- [WORK INSTRUCTIONS]:
1 - Reproduce the passage from the question about the uint64_t error, starting at "I'm trying to" and ending at "to fix this?".
2 - List every time of day at which a comment was posted on the question about the uint64_t error.

- [EXTRACT TO READ]:
━━━━━━━━

I'm trying to compile a program in Ubuntu environment but I'm having some error saying unknown type name 'uint64_t', unknown type name 'uint16_t' even though I have included cstdint and any other requirements I believe. It seems like the C++ library support issue.

Does anyone know how to fix this?

  • 3
    Please include your code, showing the #include.
    – Kingsley
    Commented May 22, 2019 at 2:33
  • 4
    I'm guessing you need to use std::uint64_t, but can't be certain without the code. Is the code using namespace std; ? - Actually, just read this answer: stackoverflow.com/a/13643019/1730895
    – Kingsley
    Commented May 22, 2019 at 2:36
  • 1
    Please add your code, and the command used for compiling along with the environment details.
    – Anirudh
    Commented May 22, 2019 at 3:09
  • 1
    Please edit your question and add your code there. Commented May 22, 2019 at 3:31
  • 1
    you don't post the full code. You need to create a minimal reproducible example which demonstrates your problem
    – phuclv
    Commented May 22, 2019 at 4:19

2 Answers 2


Without seeing your code it's very hard to answer. I guess the code does not include cstdint or stdint.h, and/or it is not using the std::uint64_t syntax.

━━━━━━━━

- [ENTRIES SHOWN]:
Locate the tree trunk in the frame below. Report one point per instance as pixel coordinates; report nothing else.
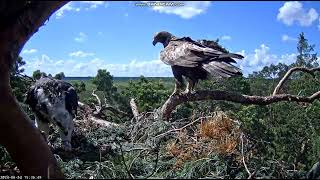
(19, 21)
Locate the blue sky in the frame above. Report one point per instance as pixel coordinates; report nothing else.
(83, 37)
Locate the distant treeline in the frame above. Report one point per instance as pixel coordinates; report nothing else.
(119, 78)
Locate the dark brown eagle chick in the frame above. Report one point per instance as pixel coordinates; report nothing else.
(195, 60)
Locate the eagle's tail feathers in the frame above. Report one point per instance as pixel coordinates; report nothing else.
(222, 69)
(231, 55)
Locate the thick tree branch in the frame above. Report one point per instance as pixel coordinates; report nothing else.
(288, 74)
(178, 99)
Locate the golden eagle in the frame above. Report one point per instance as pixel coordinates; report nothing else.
(195, 60)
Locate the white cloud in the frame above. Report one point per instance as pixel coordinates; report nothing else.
(225, 38)
(30, 51)
(262, 57)
(80, 54)
(81, 38)
(78, 6)
(293, 11)
(286, 38)
(67, 7)
(186, 10)
(94, 4)
(72, 67)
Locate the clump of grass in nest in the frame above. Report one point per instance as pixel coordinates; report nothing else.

━━━━━━━━

- [TASK-BY-TASK OUTPUTS]:
1 -
I'm trying to compile a program in Ubuntu environment but I'm having some error saying unknown type name 'uint64_t', unknown type name 'uint16_t' even though I have included cstdint and any other requirements I believe. It seems like the C++ library support issue.

Does anyone know how to fix this?

2 - 2:33, 2:36, 3:09, 3:31, 4:19